-- Text for analysis follows --
Note that LLM context has a limited size that depends on the used LLM. In case the notice content is too large, it is possible to summarize it before injecting the content into the final context:
The notice content is split in smaller parts, sent independently to the LLM to be summarized, and all obtained summaries are merged to obtain the full summary of the notice.
2. Questions related to any notice content
In case the question is not related to a particular notice, it is needed to filter the notice parts present in the database to only keep the most relevant, before injecting them in the context to generate an answer. To perform this, a widely used technique is the Retrieval-Augmented Generation:
The technique relies on embedding vectors, which is a numerical vector that represents the meaning of a text. If two vectors are close, it means the two texts most probably talk about the same subjects. These vectors are generated using a dedicated machine learning model, and in the context of our assistant, the model Titan Text Embeddings provided by Amazon Bedrock has been used.
All the notices known by the assistant are stored in a vector store, a database that contains notice contents associated with their embedding vector. For this demonstration, we use PostgreSQL with the pgvector extension, but many other vector stores are available. The choice of the vector store depends on your use case and your existing infrastructure. When the user sends a question to the assistant, the embedding of the question is internally created and compared to all the embeddings inside the vector store. This way, we can obtain the notices closest to the question in terms of meaning. These top notices can then be injected in the LLM context with the user’s question so that the LLM can generate an answer.
-- Text for analysis concluded --
-- Record set follows --
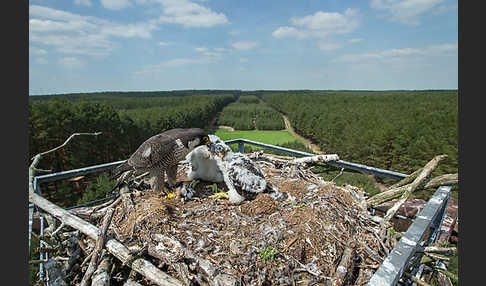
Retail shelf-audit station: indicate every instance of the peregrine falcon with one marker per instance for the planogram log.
(244, 179)
(162, 153)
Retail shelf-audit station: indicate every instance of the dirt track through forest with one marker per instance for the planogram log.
(306, 141)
-- Record set concluded --
**Exercise 1:** Shorten the paragraph in the text about the notice assistant that begins "The technique relies on embedding vectors," and keep its main facts.
**Exercise 2:** Reproduce word for word everything in the text about the notice assistant from "Note that LLM" down to "of the notice.".

**Exercise answer 1:** Embedding vectors are numbers that represent what a text means. When two vectors are close, the two texts most likely cover the same subjects. A dedicated machine learning model creates these vectors. For this assistant, that model was Titan Text Embeddings from Amazon Bedrock.

**Exercise answer 2:**
Note that LLM context has a limited size that depends on the used LLM. In case the notice content is too large, it is possible to summarize it before injecting the content into the final context:
The notice content is split in smaller parts, sent independently to the LLM to be summarized, and all obtained summaries are merged to obtain the full summary of the notice.